• WORK ORDER: This exercise calls for every record to be set down again, exactly and in full.

Start of INFORMATION SUPPLIED

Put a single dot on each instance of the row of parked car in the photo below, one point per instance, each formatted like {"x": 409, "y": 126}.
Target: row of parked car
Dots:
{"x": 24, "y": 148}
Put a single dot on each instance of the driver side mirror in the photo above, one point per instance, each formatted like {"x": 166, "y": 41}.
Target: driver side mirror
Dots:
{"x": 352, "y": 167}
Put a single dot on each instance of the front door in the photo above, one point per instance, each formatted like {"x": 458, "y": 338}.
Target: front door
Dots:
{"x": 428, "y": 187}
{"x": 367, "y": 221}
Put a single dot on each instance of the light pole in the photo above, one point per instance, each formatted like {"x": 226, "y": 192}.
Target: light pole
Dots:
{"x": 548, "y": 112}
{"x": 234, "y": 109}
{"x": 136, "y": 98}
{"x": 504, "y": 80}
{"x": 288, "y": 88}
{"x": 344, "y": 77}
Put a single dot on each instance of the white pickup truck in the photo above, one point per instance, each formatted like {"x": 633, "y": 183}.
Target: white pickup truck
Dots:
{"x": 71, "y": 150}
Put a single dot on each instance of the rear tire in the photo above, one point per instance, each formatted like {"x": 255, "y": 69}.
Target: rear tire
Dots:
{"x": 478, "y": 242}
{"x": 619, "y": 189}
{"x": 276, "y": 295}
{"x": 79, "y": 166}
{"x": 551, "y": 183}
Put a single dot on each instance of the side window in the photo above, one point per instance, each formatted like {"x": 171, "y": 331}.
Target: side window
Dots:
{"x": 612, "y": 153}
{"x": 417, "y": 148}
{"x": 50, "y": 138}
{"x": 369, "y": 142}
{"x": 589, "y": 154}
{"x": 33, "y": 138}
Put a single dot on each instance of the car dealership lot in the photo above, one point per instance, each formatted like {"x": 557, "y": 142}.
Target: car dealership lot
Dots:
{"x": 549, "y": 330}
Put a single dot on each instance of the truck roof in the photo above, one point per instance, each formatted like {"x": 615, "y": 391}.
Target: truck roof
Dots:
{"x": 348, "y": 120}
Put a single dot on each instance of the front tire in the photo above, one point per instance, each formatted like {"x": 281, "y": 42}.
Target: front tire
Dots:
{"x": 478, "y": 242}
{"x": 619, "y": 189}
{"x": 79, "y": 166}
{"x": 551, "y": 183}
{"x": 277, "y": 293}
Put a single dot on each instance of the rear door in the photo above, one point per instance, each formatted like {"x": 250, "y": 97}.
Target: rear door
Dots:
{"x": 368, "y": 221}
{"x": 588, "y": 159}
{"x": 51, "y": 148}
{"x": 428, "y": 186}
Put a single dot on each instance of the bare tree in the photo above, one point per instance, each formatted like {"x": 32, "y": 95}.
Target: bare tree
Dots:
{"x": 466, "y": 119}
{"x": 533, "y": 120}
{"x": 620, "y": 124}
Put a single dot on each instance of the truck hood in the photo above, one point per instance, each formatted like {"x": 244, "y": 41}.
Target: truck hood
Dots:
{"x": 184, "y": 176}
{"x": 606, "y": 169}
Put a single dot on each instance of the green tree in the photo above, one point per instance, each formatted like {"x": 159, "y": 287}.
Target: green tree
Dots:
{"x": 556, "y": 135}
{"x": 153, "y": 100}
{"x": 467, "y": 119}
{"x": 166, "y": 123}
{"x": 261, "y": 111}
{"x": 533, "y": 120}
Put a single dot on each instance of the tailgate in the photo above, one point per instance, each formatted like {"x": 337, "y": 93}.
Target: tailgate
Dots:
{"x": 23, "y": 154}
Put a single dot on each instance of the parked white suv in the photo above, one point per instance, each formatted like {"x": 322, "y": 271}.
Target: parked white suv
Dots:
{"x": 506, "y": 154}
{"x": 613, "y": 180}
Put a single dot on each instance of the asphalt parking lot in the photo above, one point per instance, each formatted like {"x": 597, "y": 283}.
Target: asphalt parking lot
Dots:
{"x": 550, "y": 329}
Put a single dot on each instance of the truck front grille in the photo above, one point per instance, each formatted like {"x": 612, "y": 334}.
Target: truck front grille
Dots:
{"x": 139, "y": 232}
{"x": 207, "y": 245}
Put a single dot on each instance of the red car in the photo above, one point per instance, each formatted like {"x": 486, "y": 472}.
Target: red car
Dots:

End of INFORMATION SUPPLIED

• RESULT FOR THIS TASK:
Put a single dot on each instance of the row of parked car in the photo below, one point per instance, each formatted like {"x": 409, "y": 126}.
Target: row of parked car
Dots:
{"x": 24, "y": 148}
Put a single dot on each instance of the driver side mirror in the photo above, one point per instance, each formatted like {"x": 166, "y": 41}.
Target: driver side mirror
Dots:
{"x": 352, "y": 167}
Put a single dot on each instance of the front door in the photo above, one point per instance, each formatted like {"x": 458, "y": 338}.
Target: front door
Dots:
{"x": 428, "y": 187}
{"x": 367, "y": 221}
Put a single dot on each instance of the light pole in the photo above, one point per instance, each formatted like {"x": 226, "y": 192}.
Target: light pole
Dots:
{"x": 548, "y": 112}
{"x": 234, "y": 109}
{"x": 136, "y": 98}
{"x": 504, "y": 80}
{"x": 288, "y": 88}
{"x": 344, "y": 77}
Put a single dot on each instance of the white pickup truck in the photo above, one point per instance, each formatted like {"x": 633, "y": 183}.
Target: white pickup truck
Dots:
{"x": 71, "y": 150}
Put a single dot on each instance of the rear tire in the photo above, one point per instance, each formatted like {"x": 255, "y": 69}.
Target: rear tire
Dots:
{"x": 478, "y": 242}
{"x": 619, "y": 189}
{"x": 276, "y": 295}
{"x": 79, "y": 166}
{"x": 551, "y": 183}
Put a single dot on each instance of the side window in the photo above, one point per instance, each formatted like {"x": 171, "y": 331}.
Target: side window
Dots:
{"x": 612, "y": 153}
{"x": 417, "y": 148}
{"x": 50, "y": 138}
{"x": 369, "y": 142}
{"x": 589, "y": 154}
{"x": 33, "y": 138}
Put a single dot on each instance of the car dealership lot in the photo above, one point per instance, each formatted like {"x": 557, "y": 142}.
Target: car dealership lot
Dots:
{"x": 549, "y": 330}
Put a single dot on each instance of the truck roof in the photo above, one point per instance, each formatted like {"x": 615, "y": 391}.
Target: truck roof
Dots:
{"x": 348, "y": 120}
Put a single dot on each instance of the front tire in the photo above, one point per instance, each formatted like {"x": 281, "y": 42}.
Target: front tire
Dots:
{"x": 478, "y": 242}
{"x": 619, "y": 189}
{"x": 79, "y": 166}
{"x": 551, "y": 183}
{"x": 277, "y": 293}
Put a single dot on each instance of the rear door in the photo above, one point per instance, each formatted like {"x": 250, "y": 97}.
Target: rear door
Dots:
{"x": 368, "y": 221}
{"x": 588, "y": 159}
{"x": 51, "y": 148}
{"x": 428, "y": 186}
Put a single dot on each instance of the bare tree in the photo above, one point per instance, each formatted like {"x": 32, "y": 95}.
Target: bare tree
Dots:
{"x": 466, "y": 119}
{"x": 533, "y": 120}
{"x": 620, "y": 124}
Put a single dot on each instance of the truck hood in the photo above, one point per instance, each formatted like {"x": 244, "y": 41}.
Target: truck hood
Dots:
{"x": 184, "y": 176}
{"x": 606, "y": 169}
Put a single dot on each instance of the green tree in the photo above, one point per instance, each formatted like {"x": 159, "y": 287}.
Target: green tree
Dots:
{"x": 556, "y": 135}
{"x": 153, "y": 100}
{"x": 467, "y": 119}
{"x": 166, "y": 123}
{"x": 261, "y": 111}
{"x": 533, "y": 120}
Put a single dot on each instance of the tailgate in the photo above, one point per instance, each formatted like {"x": 337, "y": 93}.
Target: tailgate
Dots:
{"x": 23, "y": 154}
Put a single dot on each instance of the parked white suv in the photo above, one point per instance, each formatted like {"x": 322, "y": 271}.
Target: parked white suv
Dots:
{"x": 506, "y": 154}
{"x": 613, "y": 180}
Put a single dot on each instance of the asphalt parking lot in the photo above, one point per instance, each formatted like {"x": 597, "y": 283}.
Target: asphalt parking lot
Dots:
{"x": 550, "y": 329}
Put a single dot on each instance of the truck front grille in the photo above, one point per instance, each formatted like {"x": 612, "y": 334}.
Target: truck front grille
Dots:
{"x": 139, "y": 232}
{"x": 207, "y": 245}
Put a single dot on each instance of the red car in the photo above, one point per instance, each formatted like {"x": 486, "y": 472}.
Target: red car
Dots:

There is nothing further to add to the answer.